That extra cell is deliberate. The relaxation stencil needs one ghost cell per boundary, and by keeping two, each rank can run relaxation locally on the first ghost cell without waiting for a second round of communication. The result: one MPI_Sendrecv pair per storm instead of two, halving inter-node traffic.

Within each rank, OpenMP threads parallelize the bombardment inner loop. But raw threading isn’t enough — the particle data arrives in Array-of-Structures format (position and energy interleaved), which blocks auto-vectorization. Before the main loop, I transpose it to Structure-of-Arrays: separate contiguous arrays for positions, energies, and precomputed influence radii. GCC then auto-vectorizes the bombardment kernel with AVX2 (8 floats per cycle), and the kernel stays branchless — out-of-range contributions are masked with an integer multiplier rather than a conditional branch, keeping SIMD lanes full.

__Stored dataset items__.
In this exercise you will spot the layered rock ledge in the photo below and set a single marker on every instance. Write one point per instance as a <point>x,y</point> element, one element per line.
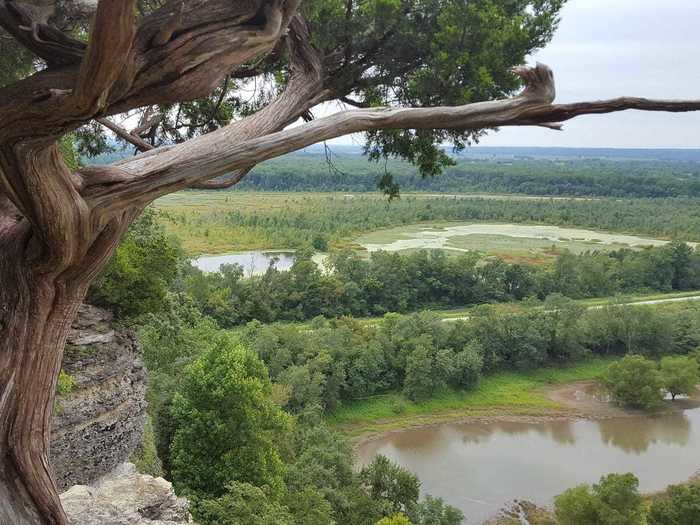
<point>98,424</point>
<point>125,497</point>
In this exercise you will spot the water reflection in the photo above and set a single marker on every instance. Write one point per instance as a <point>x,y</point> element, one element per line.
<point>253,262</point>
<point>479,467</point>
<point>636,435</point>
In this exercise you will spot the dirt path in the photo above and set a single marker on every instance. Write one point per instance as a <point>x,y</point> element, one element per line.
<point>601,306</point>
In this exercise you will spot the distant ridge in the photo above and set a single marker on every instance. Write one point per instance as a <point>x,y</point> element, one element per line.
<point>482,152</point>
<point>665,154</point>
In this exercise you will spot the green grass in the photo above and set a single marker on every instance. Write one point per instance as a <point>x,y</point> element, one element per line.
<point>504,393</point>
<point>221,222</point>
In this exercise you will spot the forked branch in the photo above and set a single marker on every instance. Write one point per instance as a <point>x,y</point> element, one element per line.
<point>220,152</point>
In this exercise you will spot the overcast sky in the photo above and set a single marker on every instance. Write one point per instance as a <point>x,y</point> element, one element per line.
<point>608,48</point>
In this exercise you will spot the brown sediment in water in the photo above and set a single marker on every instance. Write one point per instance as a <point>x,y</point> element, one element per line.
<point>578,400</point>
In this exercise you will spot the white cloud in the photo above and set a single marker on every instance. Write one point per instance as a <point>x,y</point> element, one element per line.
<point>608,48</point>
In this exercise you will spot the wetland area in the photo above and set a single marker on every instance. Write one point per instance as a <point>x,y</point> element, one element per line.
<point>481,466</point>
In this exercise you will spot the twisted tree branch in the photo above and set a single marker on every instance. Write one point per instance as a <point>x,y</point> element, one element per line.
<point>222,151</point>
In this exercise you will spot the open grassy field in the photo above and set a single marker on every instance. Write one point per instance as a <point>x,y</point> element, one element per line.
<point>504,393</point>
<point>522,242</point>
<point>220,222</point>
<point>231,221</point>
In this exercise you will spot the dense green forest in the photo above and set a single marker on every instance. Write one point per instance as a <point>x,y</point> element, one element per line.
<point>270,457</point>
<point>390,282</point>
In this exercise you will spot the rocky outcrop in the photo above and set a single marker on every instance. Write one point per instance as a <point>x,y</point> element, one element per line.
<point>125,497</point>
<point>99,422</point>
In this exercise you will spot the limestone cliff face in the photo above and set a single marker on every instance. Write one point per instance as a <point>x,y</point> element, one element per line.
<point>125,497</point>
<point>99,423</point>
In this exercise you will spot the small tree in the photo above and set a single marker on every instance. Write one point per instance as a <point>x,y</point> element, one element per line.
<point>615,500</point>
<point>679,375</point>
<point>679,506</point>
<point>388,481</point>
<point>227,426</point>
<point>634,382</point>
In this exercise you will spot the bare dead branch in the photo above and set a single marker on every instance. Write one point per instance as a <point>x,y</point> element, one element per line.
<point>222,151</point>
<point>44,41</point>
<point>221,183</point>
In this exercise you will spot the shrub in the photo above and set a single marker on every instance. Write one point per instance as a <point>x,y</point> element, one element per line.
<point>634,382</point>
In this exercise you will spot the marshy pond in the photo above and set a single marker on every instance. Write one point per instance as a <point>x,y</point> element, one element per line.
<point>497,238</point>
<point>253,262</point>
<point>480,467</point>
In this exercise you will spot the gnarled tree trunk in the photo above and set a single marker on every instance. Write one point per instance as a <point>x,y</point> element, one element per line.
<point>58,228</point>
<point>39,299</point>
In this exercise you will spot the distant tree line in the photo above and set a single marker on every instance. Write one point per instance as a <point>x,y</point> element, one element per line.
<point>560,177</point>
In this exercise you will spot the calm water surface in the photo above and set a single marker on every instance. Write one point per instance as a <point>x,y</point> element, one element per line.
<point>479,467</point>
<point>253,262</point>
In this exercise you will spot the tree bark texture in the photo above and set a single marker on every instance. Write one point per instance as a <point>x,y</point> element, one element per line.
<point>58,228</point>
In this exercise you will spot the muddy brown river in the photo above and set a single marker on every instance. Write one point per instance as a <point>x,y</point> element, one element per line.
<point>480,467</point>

--

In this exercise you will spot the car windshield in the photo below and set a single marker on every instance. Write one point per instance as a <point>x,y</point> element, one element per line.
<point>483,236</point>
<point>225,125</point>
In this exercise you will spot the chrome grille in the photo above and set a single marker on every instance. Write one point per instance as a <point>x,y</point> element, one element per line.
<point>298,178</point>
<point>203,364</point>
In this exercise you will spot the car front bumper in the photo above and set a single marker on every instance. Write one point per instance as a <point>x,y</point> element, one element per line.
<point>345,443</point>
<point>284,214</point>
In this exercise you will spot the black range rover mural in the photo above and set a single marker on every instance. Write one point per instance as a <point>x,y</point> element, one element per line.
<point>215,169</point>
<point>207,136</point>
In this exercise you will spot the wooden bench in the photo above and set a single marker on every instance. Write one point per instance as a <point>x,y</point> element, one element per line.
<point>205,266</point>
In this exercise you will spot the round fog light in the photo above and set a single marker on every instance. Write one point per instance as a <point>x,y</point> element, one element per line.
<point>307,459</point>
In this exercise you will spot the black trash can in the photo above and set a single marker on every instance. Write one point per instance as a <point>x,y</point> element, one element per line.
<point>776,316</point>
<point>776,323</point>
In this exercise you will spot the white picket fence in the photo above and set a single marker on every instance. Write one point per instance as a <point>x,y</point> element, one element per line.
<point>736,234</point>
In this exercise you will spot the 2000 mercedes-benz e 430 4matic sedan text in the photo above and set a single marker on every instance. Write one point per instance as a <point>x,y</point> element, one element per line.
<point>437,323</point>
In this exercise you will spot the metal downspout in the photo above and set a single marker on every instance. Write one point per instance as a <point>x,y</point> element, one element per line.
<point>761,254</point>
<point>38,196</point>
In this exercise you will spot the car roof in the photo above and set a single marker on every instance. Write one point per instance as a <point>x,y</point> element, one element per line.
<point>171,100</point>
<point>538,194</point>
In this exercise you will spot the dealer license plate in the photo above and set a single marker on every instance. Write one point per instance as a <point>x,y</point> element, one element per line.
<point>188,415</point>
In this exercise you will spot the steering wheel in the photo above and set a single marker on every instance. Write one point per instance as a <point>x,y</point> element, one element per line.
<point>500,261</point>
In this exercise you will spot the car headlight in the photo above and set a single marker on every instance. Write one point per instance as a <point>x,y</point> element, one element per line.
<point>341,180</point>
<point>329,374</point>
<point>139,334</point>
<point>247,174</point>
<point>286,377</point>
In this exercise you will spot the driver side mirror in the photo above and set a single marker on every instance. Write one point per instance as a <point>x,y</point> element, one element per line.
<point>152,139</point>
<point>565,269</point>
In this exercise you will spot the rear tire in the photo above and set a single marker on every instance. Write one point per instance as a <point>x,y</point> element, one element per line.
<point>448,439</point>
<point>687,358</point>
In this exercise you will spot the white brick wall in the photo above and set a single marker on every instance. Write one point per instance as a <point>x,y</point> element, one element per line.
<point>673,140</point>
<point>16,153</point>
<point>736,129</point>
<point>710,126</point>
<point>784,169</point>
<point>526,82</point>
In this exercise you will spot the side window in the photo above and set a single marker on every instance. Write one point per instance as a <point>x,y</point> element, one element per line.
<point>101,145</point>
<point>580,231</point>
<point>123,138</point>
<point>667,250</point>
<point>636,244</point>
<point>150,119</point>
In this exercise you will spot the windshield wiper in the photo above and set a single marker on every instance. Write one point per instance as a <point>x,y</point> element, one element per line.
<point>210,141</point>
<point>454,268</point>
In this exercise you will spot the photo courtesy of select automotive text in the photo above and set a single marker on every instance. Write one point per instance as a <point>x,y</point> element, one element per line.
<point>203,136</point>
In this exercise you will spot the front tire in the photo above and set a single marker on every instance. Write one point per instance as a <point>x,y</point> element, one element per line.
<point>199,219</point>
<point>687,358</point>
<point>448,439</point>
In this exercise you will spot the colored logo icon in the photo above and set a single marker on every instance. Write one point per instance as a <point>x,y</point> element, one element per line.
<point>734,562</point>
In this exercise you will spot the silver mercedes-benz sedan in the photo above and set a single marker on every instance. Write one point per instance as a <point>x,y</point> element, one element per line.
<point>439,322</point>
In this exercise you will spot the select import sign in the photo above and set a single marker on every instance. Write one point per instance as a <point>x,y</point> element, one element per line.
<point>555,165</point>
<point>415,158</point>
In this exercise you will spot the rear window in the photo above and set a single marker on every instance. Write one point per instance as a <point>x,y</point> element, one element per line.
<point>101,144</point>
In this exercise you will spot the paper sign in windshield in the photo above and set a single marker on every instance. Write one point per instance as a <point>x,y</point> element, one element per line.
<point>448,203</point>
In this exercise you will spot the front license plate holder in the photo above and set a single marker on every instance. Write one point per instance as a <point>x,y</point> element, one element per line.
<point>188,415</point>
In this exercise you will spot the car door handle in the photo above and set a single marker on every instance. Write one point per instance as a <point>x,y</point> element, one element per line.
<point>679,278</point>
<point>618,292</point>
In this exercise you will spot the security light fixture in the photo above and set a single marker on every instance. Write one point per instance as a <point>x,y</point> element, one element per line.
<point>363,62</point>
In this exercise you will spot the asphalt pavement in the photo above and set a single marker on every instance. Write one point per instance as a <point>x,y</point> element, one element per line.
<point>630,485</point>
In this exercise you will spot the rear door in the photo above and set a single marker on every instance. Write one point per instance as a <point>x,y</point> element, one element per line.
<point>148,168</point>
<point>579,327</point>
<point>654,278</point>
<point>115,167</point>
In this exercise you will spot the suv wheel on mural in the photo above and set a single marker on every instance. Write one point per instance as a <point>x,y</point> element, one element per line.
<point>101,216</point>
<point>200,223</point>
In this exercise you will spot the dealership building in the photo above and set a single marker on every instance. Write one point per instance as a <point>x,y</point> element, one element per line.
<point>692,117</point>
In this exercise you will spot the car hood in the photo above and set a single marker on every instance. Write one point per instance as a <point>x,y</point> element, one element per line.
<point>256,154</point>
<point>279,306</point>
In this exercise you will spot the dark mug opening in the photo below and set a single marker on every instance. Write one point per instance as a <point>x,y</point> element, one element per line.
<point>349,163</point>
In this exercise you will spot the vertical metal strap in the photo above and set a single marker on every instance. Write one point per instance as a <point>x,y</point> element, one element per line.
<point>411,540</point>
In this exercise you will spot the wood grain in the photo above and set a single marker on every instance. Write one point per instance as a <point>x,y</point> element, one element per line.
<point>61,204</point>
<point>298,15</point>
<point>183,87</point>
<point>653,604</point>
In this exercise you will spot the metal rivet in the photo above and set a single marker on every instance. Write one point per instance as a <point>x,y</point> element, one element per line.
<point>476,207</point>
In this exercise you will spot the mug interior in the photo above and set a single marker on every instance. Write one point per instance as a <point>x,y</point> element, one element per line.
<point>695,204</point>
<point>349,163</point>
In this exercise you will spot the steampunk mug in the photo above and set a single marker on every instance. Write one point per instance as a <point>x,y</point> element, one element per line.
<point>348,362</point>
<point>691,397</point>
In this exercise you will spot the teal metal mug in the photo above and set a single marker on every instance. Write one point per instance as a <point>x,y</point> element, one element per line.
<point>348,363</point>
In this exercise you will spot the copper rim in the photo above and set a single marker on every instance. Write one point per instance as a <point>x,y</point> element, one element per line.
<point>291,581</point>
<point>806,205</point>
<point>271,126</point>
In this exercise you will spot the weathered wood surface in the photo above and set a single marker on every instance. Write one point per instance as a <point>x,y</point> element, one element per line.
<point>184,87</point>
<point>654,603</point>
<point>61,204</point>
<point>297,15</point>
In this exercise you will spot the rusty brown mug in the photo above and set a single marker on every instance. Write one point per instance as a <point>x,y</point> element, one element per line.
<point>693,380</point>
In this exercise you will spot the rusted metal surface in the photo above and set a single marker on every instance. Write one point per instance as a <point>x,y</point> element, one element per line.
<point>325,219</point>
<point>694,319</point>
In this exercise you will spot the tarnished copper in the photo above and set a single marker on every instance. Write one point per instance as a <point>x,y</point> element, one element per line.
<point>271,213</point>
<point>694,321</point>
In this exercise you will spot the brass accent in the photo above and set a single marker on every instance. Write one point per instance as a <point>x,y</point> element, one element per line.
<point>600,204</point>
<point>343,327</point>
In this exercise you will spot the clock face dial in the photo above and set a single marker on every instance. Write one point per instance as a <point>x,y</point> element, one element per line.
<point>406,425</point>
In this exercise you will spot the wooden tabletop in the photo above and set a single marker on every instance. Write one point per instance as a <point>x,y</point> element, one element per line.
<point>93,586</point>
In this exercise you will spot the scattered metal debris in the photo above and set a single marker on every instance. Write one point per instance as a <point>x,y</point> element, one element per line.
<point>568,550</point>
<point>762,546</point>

__DIRECTION__.
Extend the passage on the MPI and OpenMP parallelization of the bombardment and relaxation code, starting after its final sentence.

__WRITTEN REPLY__.
The last CPU-specific decision was NUMA-aware initialization. The cluster nodes are dual-socket AMD EPYC 7301 systems with 8 NUMA domains. If all buffers are initialized on a single thread, Linux allocates the memory on one NUMA node and all subsequent accesses from other sockets pay remote-memory latency. Initializing inside the same schedule(static) parallel region used during computation forces Linux’s first-touch policy to distribute the 400 MB working set across all 8 memory controllers — effectively multiplying available DRAM bandwidth.

Peak result: 21.08× speedup on 64 physical cores (8 ranks × 8 threads).

The GPU path: CUDA

The GPU implementation looks different at every level, starting with the kernel structure. A naive approach launches three separate kernels per storm (one per phase), each requiring a full VRAM round-trip. Instead, all three phases are fused into a single kernel that keeps intermediate values in registers and shared memory.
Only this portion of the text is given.